= WORK INSTRUCTIONS =
Recast every line of the entries below as a Markdown table with two columns, Row for the row number and Text for the line, skipping any blank lines. Leave the pictures out.
>>>>
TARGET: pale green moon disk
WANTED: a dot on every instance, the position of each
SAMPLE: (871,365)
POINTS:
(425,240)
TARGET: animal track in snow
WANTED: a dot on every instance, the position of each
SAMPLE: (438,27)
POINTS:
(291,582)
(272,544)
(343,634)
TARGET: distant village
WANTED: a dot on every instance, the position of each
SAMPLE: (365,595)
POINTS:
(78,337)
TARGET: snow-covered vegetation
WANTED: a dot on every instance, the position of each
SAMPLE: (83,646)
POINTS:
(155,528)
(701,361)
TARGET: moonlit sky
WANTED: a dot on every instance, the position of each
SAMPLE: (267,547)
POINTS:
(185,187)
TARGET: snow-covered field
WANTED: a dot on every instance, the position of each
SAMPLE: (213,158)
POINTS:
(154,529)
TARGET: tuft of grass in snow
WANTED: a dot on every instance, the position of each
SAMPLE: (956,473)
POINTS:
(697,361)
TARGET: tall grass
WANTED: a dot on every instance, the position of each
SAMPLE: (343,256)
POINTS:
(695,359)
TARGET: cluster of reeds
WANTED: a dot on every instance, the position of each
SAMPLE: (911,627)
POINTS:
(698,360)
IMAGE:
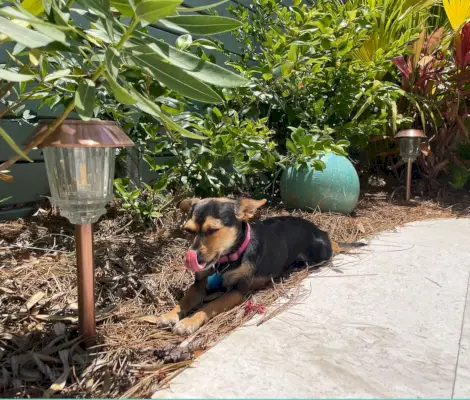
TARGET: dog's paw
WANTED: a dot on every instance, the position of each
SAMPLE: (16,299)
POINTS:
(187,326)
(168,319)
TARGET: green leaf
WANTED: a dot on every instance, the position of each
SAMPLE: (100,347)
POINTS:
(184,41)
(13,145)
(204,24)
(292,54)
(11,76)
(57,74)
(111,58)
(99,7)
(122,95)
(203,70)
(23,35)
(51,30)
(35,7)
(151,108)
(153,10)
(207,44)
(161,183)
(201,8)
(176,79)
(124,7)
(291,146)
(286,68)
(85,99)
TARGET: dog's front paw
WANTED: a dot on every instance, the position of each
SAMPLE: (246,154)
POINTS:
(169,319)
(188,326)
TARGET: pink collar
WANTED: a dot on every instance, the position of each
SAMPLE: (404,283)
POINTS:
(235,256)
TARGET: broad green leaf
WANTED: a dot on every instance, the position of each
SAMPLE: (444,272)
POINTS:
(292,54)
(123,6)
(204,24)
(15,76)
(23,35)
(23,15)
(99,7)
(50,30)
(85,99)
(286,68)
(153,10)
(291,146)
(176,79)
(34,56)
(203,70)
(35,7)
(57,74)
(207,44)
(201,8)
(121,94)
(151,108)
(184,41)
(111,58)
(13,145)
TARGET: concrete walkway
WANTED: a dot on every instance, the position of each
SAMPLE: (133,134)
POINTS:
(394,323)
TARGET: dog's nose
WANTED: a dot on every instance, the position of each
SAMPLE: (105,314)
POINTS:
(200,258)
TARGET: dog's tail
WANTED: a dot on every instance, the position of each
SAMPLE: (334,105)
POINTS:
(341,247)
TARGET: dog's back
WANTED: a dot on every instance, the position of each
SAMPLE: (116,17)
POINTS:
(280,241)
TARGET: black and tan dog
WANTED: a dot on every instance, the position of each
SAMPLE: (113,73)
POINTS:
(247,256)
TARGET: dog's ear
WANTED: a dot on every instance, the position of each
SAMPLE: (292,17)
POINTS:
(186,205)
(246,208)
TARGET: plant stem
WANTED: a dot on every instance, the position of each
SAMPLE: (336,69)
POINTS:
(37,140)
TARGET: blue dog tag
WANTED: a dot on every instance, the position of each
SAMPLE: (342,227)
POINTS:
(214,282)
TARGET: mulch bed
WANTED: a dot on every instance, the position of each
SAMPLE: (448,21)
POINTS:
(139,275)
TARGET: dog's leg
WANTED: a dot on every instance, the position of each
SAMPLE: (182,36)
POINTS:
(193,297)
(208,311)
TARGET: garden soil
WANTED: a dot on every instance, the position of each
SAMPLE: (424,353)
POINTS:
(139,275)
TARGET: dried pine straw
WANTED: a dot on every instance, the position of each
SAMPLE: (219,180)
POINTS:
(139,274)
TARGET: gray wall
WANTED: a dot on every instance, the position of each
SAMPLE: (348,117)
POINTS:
<<<<
= PROBLEM SOLUTION =
| Row | Text |
|---|---|
| 1 | TARGET: pale green moon disk |
| 2 | WANTED: a dot on every instance, the position of each |
| 3 | SAMPLE: (871,365) |
| 4 | POINTS: |
| 5 | (425,240) |
| 6 | TARGET: animal track in snow |
| 7 | WANTED: a dot on every instance, the position of each |
| 8 | SAMPLE: (438,27) |
| 9 | POINTS: |
| 10 | (291,582) |
| 11 | (272,544) |
| 12 | (343,634) |
| 13 | TARGET: distant village |
| 14 | WANTED: a dot on every instance, the position of each |
| 15 | SAMPLE: (365,595) |
| 16 | POINTS: |
| 17 | (78,337) |
| 18 | TARGET: snow-covered vegetation |
| 19 | WANTED: a dot on every instance, the position of each |
| 20 | SAMPLE: (83,646) |
| 21 | POINTS: |
| 22 | (155,528) |
| 23 | (701,361) |
| 24 | TARGET: moonlit sky |
| 25 | WANTED: a dot on every instance, the position of each |
| 26 | SAMPLE: (267,547) |
| 27 | POINTS: |
| 28 | (185,187) |
| 29 | TARGET: snow-covered field |
| 30 | WANTED: a dot on every instance, the position of each |
| 31 | SAMPLE: (213,158) |
| 32 | POINTS: |
| 33 | (154,529) |
| 34 | TARGET: tuft of grass in snow |
| 35 | WANTED: a dot on every instance, the position of each |
| 36 | SAMPLE: (956,473) |
| 37 | POINTS: |
| 38 | (697,361) |
| 39 | TARGET: tall grass |
| 40 | WANTED: a dot on every instance, the position of each |
| 41 | SAMPLE: (343,256) |
| 42 | POINTS: |
| 43 | (695,359) |
| 44 | TARGET: cluster of reeds |
| 45 | WANTED: a dot on every instance, the position of each |
| 46 | SAMPLE: (911,627) |
| 47 | POINTS: |
| 48 | (698,360) |
| 49 | IMAGE: |
| 50 | TARGET: dog's paw |
| 51 | WANTED: a dot on every instance, the position of each |
| 52 | SAMPLE: (16,299) |
| 53 | POINTS: |
| 54 | (187,326) |
| 55 | (168,319) |
| 56 | TARGET: green leaf |
| 57 | WANTED: a dot on every instance, the position of each |
| 58 | SAMPLE: (100,347) |
| 59 | POINTS: |
| 60 | (184,41) |
| 61 | (13,145) |
| 62 | (204,24) |
| 63 | (292,54) |
| 64 | (11,76) |
| 65 | (57,74) |
| 66 | (111,58) |
| 67 | (99,7) |
| 68 | (122,95) |
| 69 | (203,70) |
| 70 | (23,35) |
| 71 | (51,30) |
| 72 | (35,7) |
| 73 | (151,108) |
| 74 | (153,10) |
| 75 | (207,44) |
| 76 | (161,183) |
| 77 | (201,8) |
| 78 | (176,79) |
| 79 | (124,7) |
| 80 | (291,146) |
| 81 | (286,68) |
| 82 | (85,99) |
| 83 | TARGET: dog's front paw |
| 84 | WANTED: a dot on every instance, the position of each |
| 85 | SAMPLE: (246,154) |
| 86 | POINTS: |
| 87 | (169,319) |
| 88 | (188,326) |
| 89 | TARGET: pink collar |
| 90 | WANTED: a dot on every instance, the position of each |
| 91 | SAMPLE: (404,283) |
| 92 | POINTS: |
| 93 | (235,256) |
| 94 | TARGET: broad green leaf |
| 95 | WANTED: a dot on every instance, the position of each |
| 96 | SAMPLE: (444,272) |
| 97 | POINTS: |
| 98 | (292,54) |
| 99 | (123,6) |
| 100 | (204,24) |
| 101 | (15,76) |
| 102 | (23,35) |
| 103 | (23,15) |
| 104 | (99,7) |
| 105 | (50,30) |
| 106 | (85,99) |
| 107 | (286,68) |
| 108 | (153,10) |
| 109 | (291,146) |
| 110 | (176,79) |
| 111 | (34,56) |
| 112 | (203,70) |
| 113 | (35,7) |
| 114 | (57,74) |
| 115 | (207,44) |
| 116 | (201,8) |
| 117 | (121,94) |
| 118 | (151,108) |
| 119 | (184,41) |
| 120 | (111,58) |
| 121 | (13,145) |
| 122 | TARGET: concrete walkway |
| 123 | WANTED: a dot on every instance, the position of each |
| 124 | SAMPLE: (133,134) |
| 125 | POINTS: |
| 126 | (394,323) |
| 127 | TARGET: dog's nose |
| 128 | WANTED: a dot on every instance, the position of each |
| 129 | SAMPLE: (105,314) |
| 130 | POINTS: |
| 131 | (200,258) |
| 132 | TARGET: dog's tail |
| 133 | WANTED: a dot on every instance, the position of each |
| 134 | SAMPLE: (334,105) |
| 135 | POINTS: |
| 136 | (341,247) |
| 137 | TARGET: dog's back |
| 138 | WANTED: a dot on every instance, the position of each |
| 139 | SAMPLE: (116,17) |
| 140 | POINTS: |
| 141 | (280,241) |
| 142 | TARGET: black and tan dog |
| 143 | WANTED: a dot on every instance, the position of each |
| 144 | SAMPLE: (113,73) |
| 145 | POINTS: |
| 146 | (247,256) |
| 147 | TARGET: dog's ear |
| 148 | WANTED: a dot on every instance, the position of each |
| 149 | SAMPLE: (292,17) |
| 150 | POINTS: |
| 151 | (186,205) |
| 152 | (246,208) |
| 153 | TARGET: plant stem |
| 154 | WANTED: a dot on every instance, the position of each |
| 155 | SAMPLE: (336,69) |
| 156 | POINTS: |
| 157 | (37,140) |
| 158 | TARGET: blue dog tag |
| 159 | WANTED: a dot on every instance, the position of each |
| 160 | SAMPLE: (342,227) |
| 161 | POINTS: |
| 162 | (214,282) |
| 163 | TARGET: mulch bed |
| 164 | WANTED: a dot on every instance, the position of each |
| 165 | SAMPLE: (448,21) |
| 166 | POINTS: |
| 167 | (139,275) |
| 168 | TARGET: dog's leg |
| 169 | WANTED: a dot on every instance, the position of each |
| 170 | SAMPLE: (182,36) |
| 171 | POINTS: |
| 172 | (193,297) |
| 173 | (208,311) |
| 174 | TARGET: garden soil |
| 175 | WANTED: a dot on every instance, the position of each |
| 176 | SAMPLE: (424,353) |
| 177 | POINTS: |
| 178 | (139,275) |
| 179 | TARGET: dried pine straw |
| 180 | WANTED: a dot on every instance, the position of each |
| 181 | SAMPLE: (219,180) |
| 182 | POINTS: |
| 183 | (139,274) |
| 184 | TARGET: gray wall |
| 185 | WANTED: a dot on every instance, the position of each |
| 186 | SAMPLE: (348,117) |
| 187 | POINTS: |